(What to work on) Reproduce the lines below exactly as they stand, from the first to the last.

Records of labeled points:
------------------------

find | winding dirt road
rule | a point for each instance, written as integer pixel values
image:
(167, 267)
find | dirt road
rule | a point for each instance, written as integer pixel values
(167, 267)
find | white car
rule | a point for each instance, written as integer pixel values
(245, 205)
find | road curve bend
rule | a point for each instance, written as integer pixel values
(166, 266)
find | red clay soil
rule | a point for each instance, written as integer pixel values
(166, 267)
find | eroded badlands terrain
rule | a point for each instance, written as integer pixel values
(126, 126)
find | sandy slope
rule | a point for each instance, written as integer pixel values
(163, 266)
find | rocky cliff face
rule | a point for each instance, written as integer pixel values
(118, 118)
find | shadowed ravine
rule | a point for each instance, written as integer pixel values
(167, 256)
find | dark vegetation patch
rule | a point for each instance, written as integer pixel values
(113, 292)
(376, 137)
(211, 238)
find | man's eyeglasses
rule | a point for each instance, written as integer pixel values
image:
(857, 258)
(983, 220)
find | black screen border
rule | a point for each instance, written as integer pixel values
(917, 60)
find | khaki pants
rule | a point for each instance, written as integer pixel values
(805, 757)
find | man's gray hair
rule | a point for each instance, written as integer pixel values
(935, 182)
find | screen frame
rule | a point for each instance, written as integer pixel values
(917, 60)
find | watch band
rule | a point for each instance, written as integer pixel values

------------------------

(The response)
find | winding dirt road
rule | a point for each instance, written as integer pixel values
image:
(167, 267)
find | dirt road
rule | a point for each instance, written as integer pixel values
(167, 267)
find | white car
rule | a point for each instance, written as integer pixel values
(245, 205)
find | road curve bend
rule | a point for each instance, written as integer pixel values
(166, 266)
find | red clay soil
rule | a point for each instance, written as integer pixel values
(166, 267)
find | eroded badlands terrain
rule | a point for each instance, written as integer pixel values
(126, 126)
find | sandy slope
rule | a point for each instance, written as integer pixel values
(163, 266)
find | rocky cliff face
rule | a point for each instance, written as integer pixel values
(118, 118)
find | shadowed ravine
rule | a point for each instance, written as integer pixel values
(167, 256)
find | dark vegetation patch
rule | a point for each instance, written as integer pixel values
(113, 292)
(376, 137)
(211, 238)
find | man's eyeglasses
rule | a point for each instance, written as integer pixel values
image:
(857, 258)
(983, 220)
find | black screen border
rule | a point for each instance, written as integer pixel values
(917, 60)
find | khaki pants
rule | a point for each instance, written as integer pixel values
(805, 757)
find | man's gray hair
rule | a point for each instance, written as integer pixel values
(935, 182)
find | screen frame
rule | a point for each instance, written as integer pixel values
(917, 60)
find | watch band
rule | a point for each instance, written as integer pixel values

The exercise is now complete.